#### [WHAT IS EXPECTED]
Using the data below, work out how many lines contain the word "fence", then state that number without comment.

[[ EXTRACTED MATERIAL, beginning ]]

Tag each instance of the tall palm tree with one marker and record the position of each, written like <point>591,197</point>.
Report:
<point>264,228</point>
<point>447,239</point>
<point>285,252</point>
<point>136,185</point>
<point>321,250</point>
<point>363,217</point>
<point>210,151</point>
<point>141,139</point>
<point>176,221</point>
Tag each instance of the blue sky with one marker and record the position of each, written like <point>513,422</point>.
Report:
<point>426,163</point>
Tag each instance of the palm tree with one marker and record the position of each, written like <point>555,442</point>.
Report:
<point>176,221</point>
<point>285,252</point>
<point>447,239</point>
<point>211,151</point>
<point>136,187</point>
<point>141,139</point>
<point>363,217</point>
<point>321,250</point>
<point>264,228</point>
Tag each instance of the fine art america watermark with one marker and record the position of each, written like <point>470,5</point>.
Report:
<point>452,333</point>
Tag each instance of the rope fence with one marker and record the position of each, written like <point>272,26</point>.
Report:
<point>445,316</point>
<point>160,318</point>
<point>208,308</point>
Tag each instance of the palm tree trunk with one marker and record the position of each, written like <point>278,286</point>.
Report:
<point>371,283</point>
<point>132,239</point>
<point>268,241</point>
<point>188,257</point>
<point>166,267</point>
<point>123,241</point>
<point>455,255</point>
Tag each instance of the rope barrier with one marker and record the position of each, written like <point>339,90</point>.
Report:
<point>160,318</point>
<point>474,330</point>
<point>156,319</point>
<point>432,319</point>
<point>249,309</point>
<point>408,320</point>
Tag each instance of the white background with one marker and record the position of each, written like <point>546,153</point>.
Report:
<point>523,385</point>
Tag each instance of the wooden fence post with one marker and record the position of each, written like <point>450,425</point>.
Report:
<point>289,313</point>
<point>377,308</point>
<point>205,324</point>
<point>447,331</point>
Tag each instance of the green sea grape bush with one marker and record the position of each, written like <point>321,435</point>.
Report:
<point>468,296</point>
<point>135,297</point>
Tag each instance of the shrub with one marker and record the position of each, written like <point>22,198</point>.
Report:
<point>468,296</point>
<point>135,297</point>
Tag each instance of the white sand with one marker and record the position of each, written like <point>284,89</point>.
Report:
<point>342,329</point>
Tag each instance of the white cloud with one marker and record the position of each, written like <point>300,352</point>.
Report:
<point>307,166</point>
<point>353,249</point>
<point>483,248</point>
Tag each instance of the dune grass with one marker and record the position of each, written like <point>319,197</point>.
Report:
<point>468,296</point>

[[ EXTRACTED MATERIAL, end ]]
[[ EXTRACTED MATERIAL, beginning ]]

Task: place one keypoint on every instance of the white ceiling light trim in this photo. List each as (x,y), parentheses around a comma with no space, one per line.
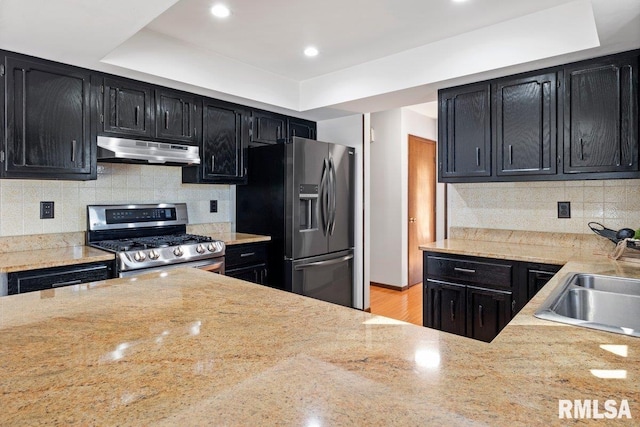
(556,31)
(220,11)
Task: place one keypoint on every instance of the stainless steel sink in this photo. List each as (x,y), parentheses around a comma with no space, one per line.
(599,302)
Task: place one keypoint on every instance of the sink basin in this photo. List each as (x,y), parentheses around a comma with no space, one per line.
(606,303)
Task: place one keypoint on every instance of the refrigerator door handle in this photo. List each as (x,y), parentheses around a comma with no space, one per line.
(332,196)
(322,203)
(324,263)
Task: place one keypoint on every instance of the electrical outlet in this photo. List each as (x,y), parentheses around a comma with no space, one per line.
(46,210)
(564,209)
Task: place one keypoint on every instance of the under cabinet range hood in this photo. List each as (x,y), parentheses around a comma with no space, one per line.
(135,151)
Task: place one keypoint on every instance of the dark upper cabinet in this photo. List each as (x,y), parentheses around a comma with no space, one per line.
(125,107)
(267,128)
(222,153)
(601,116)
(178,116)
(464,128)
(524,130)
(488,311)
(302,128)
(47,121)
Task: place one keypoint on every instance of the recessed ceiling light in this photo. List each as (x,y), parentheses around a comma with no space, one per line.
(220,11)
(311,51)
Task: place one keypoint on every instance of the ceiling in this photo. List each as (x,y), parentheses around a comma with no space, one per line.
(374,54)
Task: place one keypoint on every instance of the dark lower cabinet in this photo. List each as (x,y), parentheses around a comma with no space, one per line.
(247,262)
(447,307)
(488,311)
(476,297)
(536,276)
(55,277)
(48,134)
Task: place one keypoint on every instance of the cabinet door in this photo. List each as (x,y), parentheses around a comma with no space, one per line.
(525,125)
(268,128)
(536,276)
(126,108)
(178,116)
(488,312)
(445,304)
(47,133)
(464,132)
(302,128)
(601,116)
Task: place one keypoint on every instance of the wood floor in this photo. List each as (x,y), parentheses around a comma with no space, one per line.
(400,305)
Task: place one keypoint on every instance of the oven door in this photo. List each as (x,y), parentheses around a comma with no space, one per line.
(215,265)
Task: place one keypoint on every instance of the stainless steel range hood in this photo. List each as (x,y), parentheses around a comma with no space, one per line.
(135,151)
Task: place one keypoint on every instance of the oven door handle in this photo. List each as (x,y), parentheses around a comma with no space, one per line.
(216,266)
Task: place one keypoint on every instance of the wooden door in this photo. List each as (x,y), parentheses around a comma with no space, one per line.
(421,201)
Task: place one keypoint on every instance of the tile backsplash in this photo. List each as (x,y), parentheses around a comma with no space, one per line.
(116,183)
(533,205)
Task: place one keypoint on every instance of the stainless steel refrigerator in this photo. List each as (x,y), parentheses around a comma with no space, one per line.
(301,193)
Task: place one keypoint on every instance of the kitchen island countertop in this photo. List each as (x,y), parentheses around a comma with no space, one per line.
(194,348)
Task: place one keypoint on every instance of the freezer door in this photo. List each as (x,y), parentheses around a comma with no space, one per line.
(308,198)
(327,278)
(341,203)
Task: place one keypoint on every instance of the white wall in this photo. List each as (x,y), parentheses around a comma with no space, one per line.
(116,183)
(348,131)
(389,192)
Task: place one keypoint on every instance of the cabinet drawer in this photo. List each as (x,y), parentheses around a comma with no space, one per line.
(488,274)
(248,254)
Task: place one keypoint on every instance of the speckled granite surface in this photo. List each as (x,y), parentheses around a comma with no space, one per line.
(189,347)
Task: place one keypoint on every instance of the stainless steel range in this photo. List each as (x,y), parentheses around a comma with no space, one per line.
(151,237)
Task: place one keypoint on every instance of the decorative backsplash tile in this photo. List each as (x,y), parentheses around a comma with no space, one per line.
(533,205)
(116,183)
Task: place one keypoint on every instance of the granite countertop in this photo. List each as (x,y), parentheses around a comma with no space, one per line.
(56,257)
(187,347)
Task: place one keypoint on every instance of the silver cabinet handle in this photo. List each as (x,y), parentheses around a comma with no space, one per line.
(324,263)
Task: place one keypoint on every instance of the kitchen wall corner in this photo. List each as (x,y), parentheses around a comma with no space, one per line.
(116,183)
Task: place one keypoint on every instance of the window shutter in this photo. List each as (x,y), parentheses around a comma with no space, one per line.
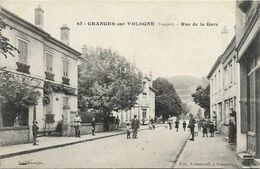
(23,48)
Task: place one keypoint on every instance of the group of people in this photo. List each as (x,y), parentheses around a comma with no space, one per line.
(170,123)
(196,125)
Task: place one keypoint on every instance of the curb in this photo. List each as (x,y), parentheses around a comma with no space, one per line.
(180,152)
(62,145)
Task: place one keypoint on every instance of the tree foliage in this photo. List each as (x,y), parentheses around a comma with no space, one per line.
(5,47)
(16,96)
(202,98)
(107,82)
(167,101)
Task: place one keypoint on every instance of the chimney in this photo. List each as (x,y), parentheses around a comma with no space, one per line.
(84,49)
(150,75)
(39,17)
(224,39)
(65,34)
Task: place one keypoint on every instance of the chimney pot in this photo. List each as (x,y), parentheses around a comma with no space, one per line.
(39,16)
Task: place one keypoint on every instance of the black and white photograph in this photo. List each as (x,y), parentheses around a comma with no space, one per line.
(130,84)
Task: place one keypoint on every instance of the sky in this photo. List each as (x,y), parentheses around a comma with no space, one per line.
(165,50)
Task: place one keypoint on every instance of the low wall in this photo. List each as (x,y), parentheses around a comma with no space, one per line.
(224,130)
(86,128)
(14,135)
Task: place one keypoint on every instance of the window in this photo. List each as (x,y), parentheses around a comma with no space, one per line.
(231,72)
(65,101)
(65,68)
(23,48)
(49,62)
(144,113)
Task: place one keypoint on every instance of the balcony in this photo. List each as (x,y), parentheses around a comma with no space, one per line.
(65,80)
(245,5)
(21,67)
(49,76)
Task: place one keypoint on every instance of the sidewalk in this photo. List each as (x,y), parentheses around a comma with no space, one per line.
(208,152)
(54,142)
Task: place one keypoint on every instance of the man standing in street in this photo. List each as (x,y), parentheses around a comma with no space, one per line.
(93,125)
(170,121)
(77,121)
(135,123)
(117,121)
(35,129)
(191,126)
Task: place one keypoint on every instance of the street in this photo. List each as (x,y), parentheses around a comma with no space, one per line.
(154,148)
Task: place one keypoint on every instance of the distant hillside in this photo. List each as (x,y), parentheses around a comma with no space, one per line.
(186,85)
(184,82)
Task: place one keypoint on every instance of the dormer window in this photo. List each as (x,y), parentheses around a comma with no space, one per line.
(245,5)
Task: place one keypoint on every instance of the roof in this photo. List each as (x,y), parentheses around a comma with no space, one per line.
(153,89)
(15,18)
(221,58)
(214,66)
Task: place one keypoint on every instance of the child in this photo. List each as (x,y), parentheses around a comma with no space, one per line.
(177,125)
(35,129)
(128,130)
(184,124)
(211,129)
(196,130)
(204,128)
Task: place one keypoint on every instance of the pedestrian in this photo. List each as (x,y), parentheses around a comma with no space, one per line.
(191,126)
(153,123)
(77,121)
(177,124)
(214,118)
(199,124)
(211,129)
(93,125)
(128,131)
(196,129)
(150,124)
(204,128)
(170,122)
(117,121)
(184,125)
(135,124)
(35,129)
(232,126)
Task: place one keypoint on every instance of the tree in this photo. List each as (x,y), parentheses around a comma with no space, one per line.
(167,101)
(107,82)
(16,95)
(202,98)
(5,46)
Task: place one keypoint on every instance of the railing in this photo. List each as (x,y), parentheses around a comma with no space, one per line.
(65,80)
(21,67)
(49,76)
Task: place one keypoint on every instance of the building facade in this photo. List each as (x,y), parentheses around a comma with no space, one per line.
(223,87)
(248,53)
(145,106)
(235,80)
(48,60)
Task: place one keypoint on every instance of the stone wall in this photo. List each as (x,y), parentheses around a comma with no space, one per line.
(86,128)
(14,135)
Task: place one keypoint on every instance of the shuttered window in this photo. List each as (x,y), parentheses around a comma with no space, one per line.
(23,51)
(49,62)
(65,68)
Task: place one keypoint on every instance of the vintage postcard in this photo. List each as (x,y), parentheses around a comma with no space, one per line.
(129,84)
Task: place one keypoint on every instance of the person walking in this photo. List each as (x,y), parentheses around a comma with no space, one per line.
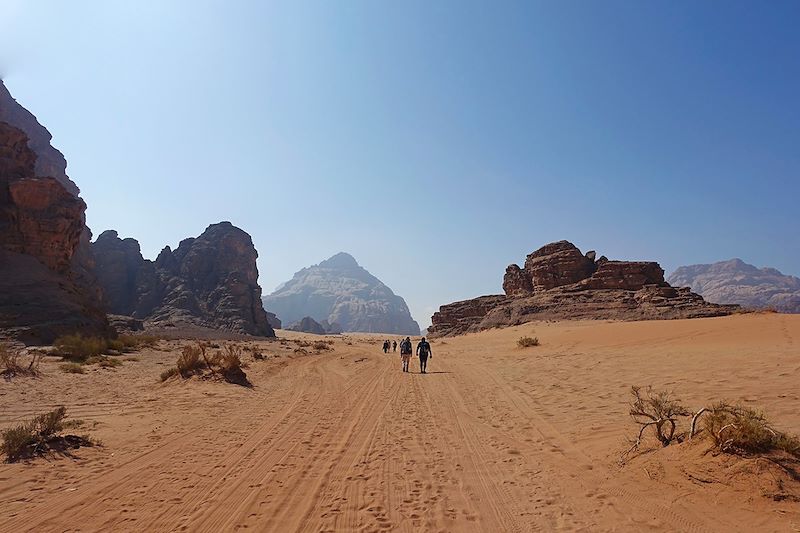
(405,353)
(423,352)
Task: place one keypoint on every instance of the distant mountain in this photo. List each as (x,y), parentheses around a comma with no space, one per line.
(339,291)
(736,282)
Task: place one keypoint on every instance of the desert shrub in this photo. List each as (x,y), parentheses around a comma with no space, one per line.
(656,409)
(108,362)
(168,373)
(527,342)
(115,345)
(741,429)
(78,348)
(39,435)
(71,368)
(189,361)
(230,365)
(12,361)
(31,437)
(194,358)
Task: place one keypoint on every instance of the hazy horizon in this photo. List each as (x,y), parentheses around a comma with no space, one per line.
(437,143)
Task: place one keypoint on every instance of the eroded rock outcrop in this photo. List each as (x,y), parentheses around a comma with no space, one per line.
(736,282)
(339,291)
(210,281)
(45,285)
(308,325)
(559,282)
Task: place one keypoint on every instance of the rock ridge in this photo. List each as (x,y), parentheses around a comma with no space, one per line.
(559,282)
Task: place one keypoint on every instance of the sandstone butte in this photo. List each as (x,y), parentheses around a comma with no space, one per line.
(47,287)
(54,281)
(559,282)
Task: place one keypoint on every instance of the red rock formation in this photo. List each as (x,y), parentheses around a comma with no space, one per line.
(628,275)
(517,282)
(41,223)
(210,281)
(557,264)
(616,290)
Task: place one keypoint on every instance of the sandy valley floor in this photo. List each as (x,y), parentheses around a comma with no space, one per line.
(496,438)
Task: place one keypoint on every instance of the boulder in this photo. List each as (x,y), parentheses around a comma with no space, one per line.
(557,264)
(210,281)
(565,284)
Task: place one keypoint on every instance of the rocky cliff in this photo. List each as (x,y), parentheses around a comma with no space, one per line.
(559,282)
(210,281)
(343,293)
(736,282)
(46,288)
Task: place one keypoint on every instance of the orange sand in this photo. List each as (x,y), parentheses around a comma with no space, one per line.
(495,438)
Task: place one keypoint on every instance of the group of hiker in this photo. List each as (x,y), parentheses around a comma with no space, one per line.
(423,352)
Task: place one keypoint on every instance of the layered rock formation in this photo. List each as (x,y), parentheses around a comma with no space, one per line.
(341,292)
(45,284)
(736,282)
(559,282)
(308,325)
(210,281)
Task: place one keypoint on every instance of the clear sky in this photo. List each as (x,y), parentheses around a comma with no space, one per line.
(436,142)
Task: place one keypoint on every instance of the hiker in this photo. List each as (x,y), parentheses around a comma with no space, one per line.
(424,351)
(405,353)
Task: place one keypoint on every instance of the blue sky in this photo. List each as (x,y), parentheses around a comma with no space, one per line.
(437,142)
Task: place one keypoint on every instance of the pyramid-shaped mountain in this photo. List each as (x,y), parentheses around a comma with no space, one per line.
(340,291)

[[ EXTRACTED MATERIAL, end ]]
[[ EXTRACTED MATERIAL, beginning ]]

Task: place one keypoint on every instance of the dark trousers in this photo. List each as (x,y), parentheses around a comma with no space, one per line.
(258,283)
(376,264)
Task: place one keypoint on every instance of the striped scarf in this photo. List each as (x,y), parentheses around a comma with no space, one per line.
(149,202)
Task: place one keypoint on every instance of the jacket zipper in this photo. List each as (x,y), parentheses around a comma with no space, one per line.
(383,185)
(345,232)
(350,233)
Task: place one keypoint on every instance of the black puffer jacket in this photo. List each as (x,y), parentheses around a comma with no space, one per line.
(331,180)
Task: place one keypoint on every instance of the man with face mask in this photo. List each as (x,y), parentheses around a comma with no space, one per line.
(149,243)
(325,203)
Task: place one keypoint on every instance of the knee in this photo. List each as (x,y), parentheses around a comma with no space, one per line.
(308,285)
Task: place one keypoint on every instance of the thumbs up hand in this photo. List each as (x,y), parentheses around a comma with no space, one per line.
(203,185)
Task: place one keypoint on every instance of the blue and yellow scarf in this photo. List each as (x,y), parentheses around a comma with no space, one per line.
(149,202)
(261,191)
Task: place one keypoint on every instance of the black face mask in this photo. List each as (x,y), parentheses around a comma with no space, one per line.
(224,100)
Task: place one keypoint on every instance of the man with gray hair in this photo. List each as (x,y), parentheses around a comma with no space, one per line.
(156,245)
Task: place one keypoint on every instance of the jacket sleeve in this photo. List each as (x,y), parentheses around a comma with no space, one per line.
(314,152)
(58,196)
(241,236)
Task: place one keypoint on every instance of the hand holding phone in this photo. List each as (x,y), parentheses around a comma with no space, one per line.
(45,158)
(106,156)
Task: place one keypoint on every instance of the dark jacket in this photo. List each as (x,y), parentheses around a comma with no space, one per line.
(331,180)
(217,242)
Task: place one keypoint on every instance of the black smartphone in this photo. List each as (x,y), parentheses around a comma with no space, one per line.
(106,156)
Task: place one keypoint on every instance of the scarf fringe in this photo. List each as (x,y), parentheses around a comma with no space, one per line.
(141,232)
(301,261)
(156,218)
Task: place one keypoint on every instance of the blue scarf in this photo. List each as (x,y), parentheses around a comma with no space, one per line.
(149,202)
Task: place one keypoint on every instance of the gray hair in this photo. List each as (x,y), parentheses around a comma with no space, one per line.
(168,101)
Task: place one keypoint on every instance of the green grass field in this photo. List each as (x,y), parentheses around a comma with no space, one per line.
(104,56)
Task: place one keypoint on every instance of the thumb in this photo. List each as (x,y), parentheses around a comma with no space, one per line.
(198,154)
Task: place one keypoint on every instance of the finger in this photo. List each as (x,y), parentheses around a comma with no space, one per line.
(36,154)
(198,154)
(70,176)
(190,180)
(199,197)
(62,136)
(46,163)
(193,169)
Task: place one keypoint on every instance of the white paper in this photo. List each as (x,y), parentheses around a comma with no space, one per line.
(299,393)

[[ EXTRACTED MATERIAL, end ]]

#### [RESPONSE]
2